WHAT IS EXPECTED
Retype the data below line for line without any changes, and omit the pictures.

INPUT FOR THIS TASK
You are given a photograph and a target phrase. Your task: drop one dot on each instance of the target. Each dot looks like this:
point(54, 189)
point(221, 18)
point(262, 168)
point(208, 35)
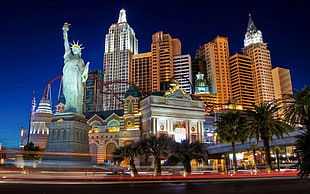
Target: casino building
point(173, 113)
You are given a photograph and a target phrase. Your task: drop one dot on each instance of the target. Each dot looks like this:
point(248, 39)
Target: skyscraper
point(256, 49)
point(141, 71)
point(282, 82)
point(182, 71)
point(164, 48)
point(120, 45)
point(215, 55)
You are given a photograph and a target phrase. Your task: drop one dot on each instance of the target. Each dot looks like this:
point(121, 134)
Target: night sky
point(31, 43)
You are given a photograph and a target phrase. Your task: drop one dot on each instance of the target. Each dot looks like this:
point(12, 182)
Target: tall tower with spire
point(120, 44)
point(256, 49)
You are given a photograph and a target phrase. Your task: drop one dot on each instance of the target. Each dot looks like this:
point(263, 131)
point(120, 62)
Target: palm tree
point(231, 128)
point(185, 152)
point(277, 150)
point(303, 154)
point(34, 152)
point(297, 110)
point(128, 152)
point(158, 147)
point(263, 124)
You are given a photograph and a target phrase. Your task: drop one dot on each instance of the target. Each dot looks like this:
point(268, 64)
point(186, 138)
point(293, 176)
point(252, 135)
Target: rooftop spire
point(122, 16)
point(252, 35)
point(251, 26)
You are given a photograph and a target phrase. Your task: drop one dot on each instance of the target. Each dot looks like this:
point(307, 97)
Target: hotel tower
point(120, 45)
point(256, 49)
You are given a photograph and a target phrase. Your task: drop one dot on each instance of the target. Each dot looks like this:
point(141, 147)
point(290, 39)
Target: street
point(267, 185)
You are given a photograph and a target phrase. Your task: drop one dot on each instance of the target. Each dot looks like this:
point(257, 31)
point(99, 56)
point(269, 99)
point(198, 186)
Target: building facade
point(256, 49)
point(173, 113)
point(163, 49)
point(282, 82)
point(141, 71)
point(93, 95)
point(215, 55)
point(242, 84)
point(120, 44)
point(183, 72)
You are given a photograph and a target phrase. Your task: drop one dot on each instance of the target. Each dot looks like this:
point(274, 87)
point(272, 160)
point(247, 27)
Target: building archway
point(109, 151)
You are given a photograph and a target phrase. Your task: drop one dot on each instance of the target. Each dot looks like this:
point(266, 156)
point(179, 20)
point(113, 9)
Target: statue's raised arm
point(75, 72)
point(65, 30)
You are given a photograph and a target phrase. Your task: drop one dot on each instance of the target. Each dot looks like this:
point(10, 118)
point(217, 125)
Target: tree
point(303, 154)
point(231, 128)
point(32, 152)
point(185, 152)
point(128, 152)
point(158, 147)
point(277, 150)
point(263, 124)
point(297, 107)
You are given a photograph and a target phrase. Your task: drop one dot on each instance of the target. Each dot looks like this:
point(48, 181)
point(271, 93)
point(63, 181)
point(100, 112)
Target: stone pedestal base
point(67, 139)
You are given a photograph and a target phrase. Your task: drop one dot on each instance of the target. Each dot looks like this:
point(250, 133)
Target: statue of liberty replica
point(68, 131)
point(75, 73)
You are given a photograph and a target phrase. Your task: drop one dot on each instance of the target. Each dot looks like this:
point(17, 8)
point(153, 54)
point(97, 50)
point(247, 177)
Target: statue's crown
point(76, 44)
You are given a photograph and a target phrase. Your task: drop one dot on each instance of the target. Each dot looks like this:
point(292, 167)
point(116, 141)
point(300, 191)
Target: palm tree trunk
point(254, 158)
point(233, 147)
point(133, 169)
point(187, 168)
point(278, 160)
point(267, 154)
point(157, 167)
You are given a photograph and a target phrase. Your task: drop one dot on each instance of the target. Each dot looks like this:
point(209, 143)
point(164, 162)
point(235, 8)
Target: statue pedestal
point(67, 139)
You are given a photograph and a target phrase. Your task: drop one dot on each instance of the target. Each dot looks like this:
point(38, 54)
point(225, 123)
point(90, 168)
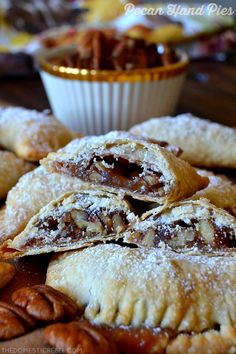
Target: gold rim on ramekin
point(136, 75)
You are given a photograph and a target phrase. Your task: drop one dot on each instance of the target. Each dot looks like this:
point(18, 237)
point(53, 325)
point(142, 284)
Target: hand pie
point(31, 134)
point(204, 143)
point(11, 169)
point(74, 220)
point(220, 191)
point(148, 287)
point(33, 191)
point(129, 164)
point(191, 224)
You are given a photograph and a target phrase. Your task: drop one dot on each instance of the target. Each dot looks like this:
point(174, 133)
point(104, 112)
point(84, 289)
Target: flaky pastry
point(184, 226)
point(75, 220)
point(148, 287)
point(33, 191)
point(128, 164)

REPLY TO THE TASK
You are given a photograph and a target phrase. Your task: drop one dot on each instance of the target. Each dot looks like this:
point(54, 189)
point(221, 18)
point(262, 168)
point(208, 35)
Target: casino building
point(173, 113)
You are given a photograph and a target phrase. Your task: drop one dot on each instance of the target. Each dot looks like this:
point(248, 39)
Target: skyscraper
point(256, 49)
point(141, 71)
point(282, 82)
point(182, 71)
point(164, 48)
point(120, 45)
point(215, 55)
You are given a photograph and a target phrase. Your task: drop one dot on each instance of the target. Each dot looks like this:
point(121, 134)
Target: night sky
point(31, 43)
You are given a photograph and a target phrase. Your task: drop one dot on each instance of the target. Each dot looks like this:
point(12, 182)
Target: tall tower with spire
point(120, 44)
point(256, 49)
You are given a photograph and a target phrase. Your task: drop one dot on each instance of the target. Each dot looks like this:
point(263, 131)
point(120, 62)
Target: palm tree
point(231, 128)
point(185, 152)
point(277, 150)
point(303, 154)
point(34, 152)
point(297, 110)
point(128, 152)
point(158, 147)
point(263, 124)
You are given a photograph and a target phrase. Your task: drop one dot on each instance of the target. Each dot looks like this:
point(268, 64)
point(186, 138)
point(293, 176)
point(252, 135)
Target: rooftop spire
point(122, 16)
point(252, 35)
point(251, 26)
You are given a photograph and a target phrase. Your task: drop one dot on each instance of the target. Each dot looks like this:
point(307, 97)
Target: hotel tower
point(120, 45)
point(256, 49)
You are given a photograph and a target phrase. Your task: drop one dot on each instance of the target. Each dot looks like this:
point(141, 147)
point(290, 39)
Target: street
point(267, 185)
You are given a photograph and a target phrase. Your task: drop one dot on each instance of the target. Each dot looks like this:
point(257, 31)
point(99, 56)
point(269, 99)
point(198, 186)
Target: building facade
point(256, 49)
point(173, 113)
point(163, 49)
point(282, 82)
point(141, 71)
point(93, 95)
point(215, 55)
point(242, 84)
point(120, 44)
point(183, 72)
You are given a photograph and a target phrase. Your task: drop one dot on each instance of the target. Each dot looks like this:
point(274, 87)
point(272, 160)
point(247, 27)
Target: building archway
point(109, 151)
You are given a photograph and a target phrase. Your task: drop one dot on each instance of the target. Each dot looks like this:
point(266, 156)
point(179, 20)
point(113, 9)
Target: statue's raised arm
point(75, 72)
point(65, 30)
You are given a photograph and a target phrase. Your task: drop one dot on each instance of the target. Each dot looks like this:
point(10, 118)
point(217, 125)
Target: tree
point(303, 154)
point(231, 128)
point(32, 152)
point(185, 152)
point(128, 152)
point(158, 147)
point(277, 150)
point(263, 124)
point(297, 107)
You are given a photograph and a target phrase. Your task: drop one dot on each instance of the target. Each dot looks like this:
point(48, 181)
point(271, 93)
point(63, 181)
point(100, 112)
Target: stone pedestal base
point(67, 139)
You are given a photograph and a target phrase. Your task: drop one dot on each instance of the target. Each dot looks like this:
point(250, 133)
Target: statue of liberty replica
point(68, 131)
point(75, 73)
You are given a photograph and a target phrase. Your task: drop one dot on each instance of the target. Each dot looks like this:
point(17, 8)
point(153, 54)
point(97, 50)
point(247, 177)
Target: statue's crown
point(76, 44)
You are given a photograph and a target phrase. Your task: drop one dot on each instance of the target. Each dot looks like this:
point(292, 167)
point(116, 141)
point(300, 191)
Target: palm tree trunk
point(254, 158)
point(233, 147)
point(133, 169)
point(187, 168)
point(278, 160)
point(267, 154)
point(157, 167)
You are given a photograph and a target phrase. Your task: drop one dot on each instance of the target. Each dot looks like this:
point(209, 143)
point(164, 162)
point(235, 8)
Target: statue pedestal
point(67, 139)
You are given a photograph and a target phrase. Your task: drop one dot on each instance of the target. Each dot looks like this:
point(38, 54)
point(225, 123)
point(90, 168)
Target: gold rim on ramekin
point(136, 75)
You are given a photograph and a target phrase. Your task: drop one dot on each instance of the target. Each dot looks like this:
point(18, 237)
point(53, 325)
point(142, 284)
Target: hand pie
point(31, 134)
point(204, 143)
point(11, 169)
point(74, 220)
point(220, 191)
point(148, 287)
point(33, 191)
point(129, 164)
point(191, 224)
You are given a photograph and a target phrase. Your task: drop one dot on each instance of the target. Each dot looks like this:
point(174, 133)
point(104, 112)
point(84, 289)
Target: flaky pastry
point(184, 226)
point(75, 220)
point(148, 287)
point(33, 191)
point(128, 164)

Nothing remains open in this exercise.